[begin Records to process]
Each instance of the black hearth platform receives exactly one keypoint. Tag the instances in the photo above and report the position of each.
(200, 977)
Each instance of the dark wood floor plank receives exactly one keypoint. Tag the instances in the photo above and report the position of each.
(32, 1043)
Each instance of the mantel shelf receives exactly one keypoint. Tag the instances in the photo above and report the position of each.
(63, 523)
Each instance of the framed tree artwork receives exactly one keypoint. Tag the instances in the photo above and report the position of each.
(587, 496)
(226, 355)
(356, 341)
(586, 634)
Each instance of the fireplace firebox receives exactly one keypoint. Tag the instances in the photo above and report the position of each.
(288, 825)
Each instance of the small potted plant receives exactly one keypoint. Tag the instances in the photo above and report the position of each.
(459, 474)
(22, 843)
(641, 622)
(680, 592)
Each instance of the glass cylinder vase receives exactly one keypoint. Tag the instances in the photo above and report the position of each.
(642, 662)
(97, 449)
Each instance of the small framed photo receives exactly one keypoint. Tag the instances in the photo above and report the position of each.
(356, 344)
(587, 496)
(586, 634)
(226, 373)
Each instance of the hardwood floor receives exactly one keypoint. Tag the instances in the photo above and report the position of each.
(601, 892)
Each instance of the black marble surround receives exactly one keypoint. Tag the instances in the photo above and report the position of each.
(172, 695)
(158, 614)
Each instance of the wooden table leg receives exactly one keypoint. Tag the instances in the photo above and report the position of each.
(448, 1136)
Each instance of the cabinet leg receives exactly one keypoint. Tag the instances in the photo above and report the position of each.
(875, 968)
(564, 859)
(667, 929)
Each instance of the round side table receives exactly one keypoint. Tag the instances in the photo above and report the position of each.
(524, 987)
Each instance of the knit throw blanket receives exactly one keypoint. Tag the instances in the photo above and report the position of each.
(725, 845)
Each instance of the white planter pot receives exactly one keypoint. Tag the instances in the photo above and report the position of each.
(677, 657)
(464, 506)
[end Records to process]
▶ _What is asked_
Put the rows from the line containing "Each instance of the black marble" through the last row above into a JSON list of strings, one string per line, leaving out blank lines.

▶ _Task output_
[
  "Each instance of the black marble surround receives exactly one keypoint. Tag the instances in the photo above and report the position of each.",
  "(172, 695)",
  "(158, 614)",
  "Each instance of the wooden table leg receives exactly one keypoint. Tag the instances in the photo above and report the position of each.",
  "(448, 1136)",
  "Each instance of the cabinet leg receives exactly one keypoint. Tag the instances in the photo above and report the position of each.",
  "(875, 968)",
  "(564, 859)",
  "(667, 929)",
  "Each instance of the round side table receives exactly one keypoint. Tag the instances in the photo above and report the position of each.",
  "(524, 987)",
  "Each instance of the knit throw blanket receives exactly one keypoint. Tag the instances in the photo above and report the position of each.",
  "(725, 845)",
  "Each instance of the white planter pot receives exactly one keypoint. Tag the instances in the photo above and report the position of each.",
  "(677, 657)",
  "(464, 506)"
]